++++ Extrait du document ++++

Pour moi il est essentiel d'avoir une observation plus fine, au plus près des territoires parce que, au sein d'une même ville, il peut y avoir certains quartiers très spécifiques, véritables ghettos, où le degré de pauvreté et d'exclusion sociale est plus important : les conseils municipaux ont besoin d'avoir accès à ces données, comme les Départements dans le cadre de leur plan départemental d'insertion notamment. La encore, j'insiste : pour que les élus de chaque collectivité puissent s'en saisir pour concevoir et piloter leurs politiques publiques, il faut que ces données d'observation soient comprises. Les avoir à disposition est en général assez simple, mais ensuite il faut les comprendre : un élu est d'abord un citoyen, pas un statisticien. Il est important qu'il puisse comprendre ce qu'on lui fournit, que l'analyse l'interpelle et que ça lui donne finalement à la fois les moyens mais aussi l'envie d'agir. C'est donc aussi un travail de communication que vous avez à faire auprès de l'ensemble des décideurs.
Et puis ces chiffres, je crois qu'il est important aussi qu'ils puissent être récents , car si l'on veut être efficaces, il faut être davantage réactif, en particulier au niveau des politiques locales. Je sais qu'il n'est pas facile d'avoir des chiffres consolidés récents, que ce n'est pas possible ni souhaitable pour tous les indicateurs, mais est-ce qu'il ne faudrait pas avoir un indicateur simple qui puisse être extrêmement réactif ? Avoir un suivi continu des indicateurs de la pauvreté permettrait d'augmenter la réactivité et de diminuer le temps entre l'observation et l'action publique.

++++ Matériau de travail ++++

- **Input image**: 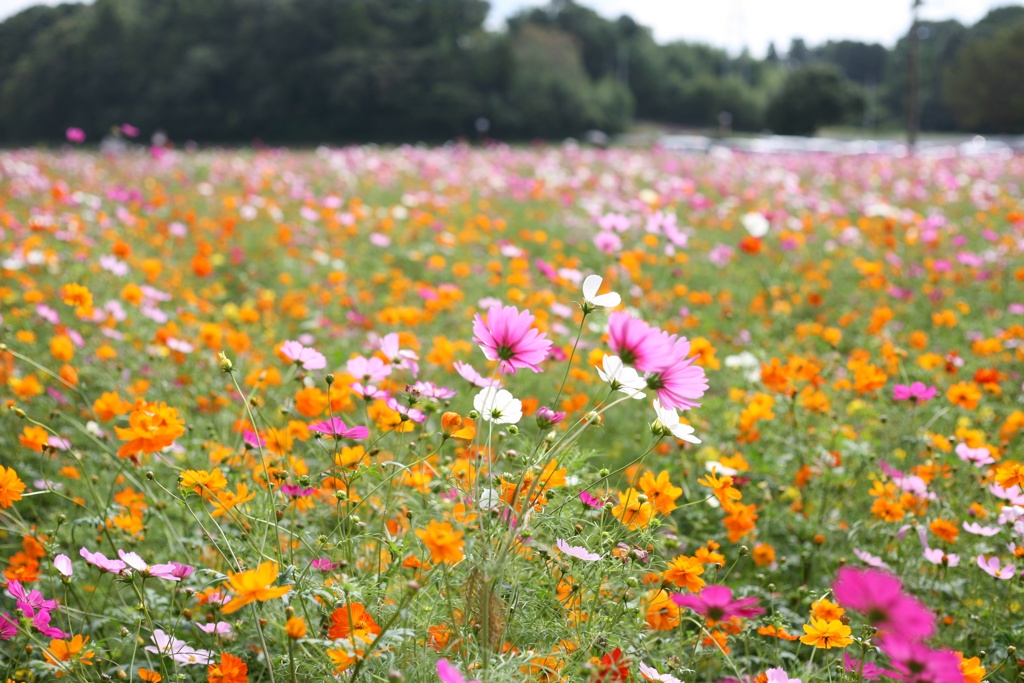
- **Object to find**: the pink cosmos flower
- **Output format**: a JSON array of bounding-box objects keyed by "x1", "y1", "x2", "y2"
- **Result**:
[
  {"x1": 537, "y1": 405, "x2": 565, "y2": 429},
  {"x1": 309, "y1": 418, "x2": 370, "y2": 440},
  {"x1": 473, "y1": 306, "x2": 551, "y2": 375},
  {"x1": 452, "y1": 360, "x2": 502, "y2": 389},
  {"x1": 833, "y1": 566, "x2": 935, "y2": 639},
  {"x1": 893, "y1": 382, "x2": 938, "y2": 403},
  {"x1": 79, "y1": 548, "x2": 127, "y2": 573},
  {"x1": 281, "y1": 341, "x2": 327, "y2": 370},
  {"x1": 964, "y1": 522, "x2": 999, "y2": 537},
  {"x1": 7, "y1": 581, "x2": 57, "y2": 618},
  {"x1": 878, "y1": 634, "x2": 964, "y2": 683},
  {"x1": 0, "y1": 612, "x2": 17, "y2": 640},
  {"x1": 765, "y1": 667, "x2": 803, "y2": 683},
  {"x1": 639, "y1": 661, "x2": 683, "y2": 683},
  {"x1": 384, "y1": 396, "x2": 427, "y2": 423},
  {"x1": 646, "y1": 337, "x2": 708, "y2": 411},
  {"x1": 437, "y1": 659, "x2": 480, "y2": 683},
  {"x1": 608, "y1": 311, "x2": 672, "y2": 373},
  {"x1": 118, "y1": 550, "x2": 181, "y2": 581},
  {"x1": 345, "y1": 355, "x2": 391, "y2": 383},
  {"x1": 380, "y1": 332, "x2": 420, "y2": 377},
  {"x1": 672, "y1": 586, "x2": 765, "y2": 622},
  {"x1": 977, "y1": 555, "x2": 1017, "y2": 581},
  {"x1": 555, "y1": 539, "x2": 601, "y2": 562}
]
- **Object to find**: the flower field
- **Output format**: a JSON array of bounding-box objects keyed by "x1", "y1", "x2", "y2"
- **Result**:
[{"x1": 0, "y1": 146, "x2": 1024, "y2": 683}]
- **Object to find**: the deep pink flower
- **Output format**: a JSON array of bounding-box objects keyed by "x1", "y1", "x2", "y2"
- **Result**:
[
  {"x1": 242, "y1": 429, "x2": 266, "y2": 449},
  {"x1": 281, "y1": 341, "x2": 327, "y2": 370},
  {"x1": 473, "y1": 306, "x2": 551, "y2": 375},
  {"x1": 646, "y1": 337, "x2": 708, "y2": 411},
  {"x1": 672, "y1": 586, "x2": 765, "y2": 622},
  {"x1": 309, "y1": 418, "x2": 370, "y2": 439},
  {"x1": 345, "y1": 355, "x2": 391, "y2": 383},
  {"x1": 833, "y1": 567, "x2": 935, "y2": 639},
  {"x1": 0, "y1": 612, "x2": 17, "y2": 640},
  {"x1": 893, "y1": 382, "x2": 938, "y2": 403},
  {"x1": 608, "y1": 310, "x2": 672, "y2": 373},
  {"x1": 878, "y1": 634, "x2": 964, "y2": 683},
  {"x1": 437, "y1": 659, "x2": 480, "y2": 683},
  {"x1": 79, "y1": 548, "x2": 126, "y2": 573}
]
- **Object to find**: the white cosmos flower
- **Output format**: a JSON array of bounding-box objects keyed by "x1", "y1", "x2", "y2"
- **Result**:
[
  {"x1": 653, "y1": 398, "x2": 700, "y2": 443},
  {"x1": 739, "y1": 211, "x2": 771, "y2": 238},
  {"x1": 583, "y1": 275, "x2": 623, "y2": 312},
  {"x1": 473, "y1": 387, "x2": 522, "y2": 425},
  {"x1": 597, "y1": 355, "x2": 647, "y2": 398}
]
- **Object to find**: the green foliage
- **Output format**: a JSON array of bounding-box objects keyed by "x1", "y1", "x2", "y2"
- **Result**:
[{"x1": 768, "y1": 63, "x2": 862, "y2": 135}]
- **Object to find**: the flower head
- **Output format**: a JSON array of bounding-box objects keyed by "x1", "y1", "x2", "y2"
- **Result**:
[
  {"x1": 473, "y1": 387, "x2": 522, "y2": 425},
  {"x1": 473, "y1": 306, "x2": 551, "y2": 375},
  {"x1": 281, "y1": 341, "x2": 327, "y2": 370}
]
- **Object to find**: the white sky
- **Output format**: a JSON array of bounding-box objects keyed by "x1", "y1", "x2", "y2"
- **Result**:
[{"x1": 0, "y1": 0, "x2": 1020, "y2": 56}]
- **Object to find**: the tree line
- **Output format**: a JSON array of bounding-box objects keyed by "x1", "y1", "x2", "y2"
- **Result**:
[{"x1": 0, "y1": 0, "x2": 1024, "y2": 144}]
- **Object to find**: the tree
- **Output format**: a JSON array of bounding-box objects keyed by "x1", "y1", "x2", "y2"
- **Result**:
[{"x1": 768, "y1": 63, "x2": 861, "y2": 135}]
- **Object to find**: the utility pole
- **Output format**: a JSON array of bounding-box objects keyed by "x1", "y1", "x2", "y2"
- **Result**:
[{"x1": 906, "y1": 0, "x2": 925, "y2": 154}]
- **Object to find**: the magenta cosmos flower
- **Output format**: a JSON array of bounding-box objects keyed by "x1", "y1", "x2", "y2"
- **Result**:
[
  {"x1": 893, "y1": 382, "x2": 938, "y2": 403},
  {"x1": 672, "y1": 586, "x2": 765, "y2": 622},
  {"x1": 608, "y1": 311, "x2": 672, "y2": 373},
  {"x1": 281, "y1": 341, "x2": 327, "y2": 370},
  {"x1": 833, "y1": 567, "x2": 935, "y2": 639},
  {"x1": 646, "y1": 337, "x2": 708, "y2": 411},
  {"x1": 473, "y1": 306, "x2": 551, "y2": 375},
  {"x1": 309, "y1": 418, "x2": 370, "y2": 439}
]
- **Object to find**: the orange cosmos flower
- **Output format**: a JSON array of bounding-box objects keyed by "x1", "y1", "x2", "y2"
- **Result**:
[
  {"x1": 416, "y1": 519, "x2": 466, "y2": 564},
  {"x1": 0, "y1": 465, "x2": 25, "y2": 508},
  {"x1": 611, "y1": 487, "x2": 654, "y2": 530},
  {"x1": 114, "y1": 402, "x2": 185, "y2": 458},
  {"x1": 17, "y1": 425, "x2": 50, "y2": 452},
  {"x1": 206, "y1": 652, "x2": 249, "y2": 683},
  {"x1": 665, "y1": 555, "x2": 705, "y2": 593},
  {"x1": 59, "y1": 283, "x2": 92, "y2": 309},
  {"x1": 800, "y1": 616, "x2": 853, "y2": 650},
  {"x1": 327, "y1": 602, "x2": 381, "y2": 643},
  {"x1": 946, "y1": 382, "x2": 981, "y2": 411},
  {"x1": 43, "y1": 634, "x2": 95, "y2": 678},
  {"x1": 640, "y1": 471, "x2": 683, "y2": 515},
  {"x1": 220, "y1": 562, "x2": 292, "y2": 614},
  {"x1": 178, "y1": 469, "x2": 227, "y2": 500},
  {"x1": 285, "y1": 616, "x2": 306, "y2": 640}
]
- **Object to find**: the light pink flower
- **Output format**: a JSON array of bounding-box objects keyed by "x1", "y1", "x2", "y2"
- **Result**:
[
  {"x1": 309, "y1": 418, "x2": 370, "y2": 439},
  {"x1": 555, "y1": 539, "x2": 601, "y2": 562},
  {"x1": 53, "y1": 553, "x2": 75, "y2": 578},
  {"x1": 281, "y1": 341, "x2": 327, "y2": 370},
  {"x1": 978, "y1": 555, "x2": 1017, "y2": 581},
  {"x1": 473, "y1": 306, "x2": 551, "y2": 375}
]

++++

- Consigne de travail: Poursuivez le texte sur l'observation locale de la pauvreté à partir de sa dernière phrase. Ces enregistrements forment un matériau indépendant du texte.

- Résultat obtenu:
Les chiffres sur la pauvreté, c'est effectivement une partie de votre travail. Je crois qu'il est important aussi que vous puissiez nous donner des pistes d'analyse pour identifier ce qui produit des ruptures dans les trajectoires des personnes . On le sait, quand on construit des politiques publiques, on a besoin de savoir ce qui, à un moment donné, va faire basculer des situations. Avoir accès à ce type d'analyse causale permet ainsi de mener des politiques de prévention . C'est pourquoi je suis très attachée à tout ce que l'on peut avoir comme données sur les enfants parce repérer les enfants en situation de pauvreté permet d'éviter qu'ils en souffrent, en renforçant leur accès aux soins et, par exemple, à une alimentation correcte. Il n'est pas tolérable que dans un pays comme la France, il y ait certaines pathologies chez les enfants qui soient plus fréquentes en fonction de la classe sociale des parents, simplement à cause d'une mauvaise alimentation par exemple, avec des répercussions sur la santé mais aussi sur la vie professionnelle, affective, familiale.
C'est pour cela que la prévention est extrêmement importante. Les enfants pauvres ne doivent pas garder des séquelles de la pauvreté. C'est l'une des tâches à laquelle je compte m'atteler, de façon très tenace.
Vous le voyez, la mission est immense, mais elle est passionnante.
Et pour l'accomplir j'ai besoin de vous, de votre travail, de votre motivation, j'ai besoin de vos idées, j'ai besoin de toute l'innovation dont vous êtes capables, j'ai besoin de votre expertise parce que c'est grâce à tout ce que vous saurez produire ensemble que nous pourrons finalement faire émerger de nouvelles politiques publiques de lutte contre la pauvreté.
Je vous souhaite donc une excellente journée, de travail et d'échanges et je vous dis à très bientôt.
Merci de vos efforts et de votre travail.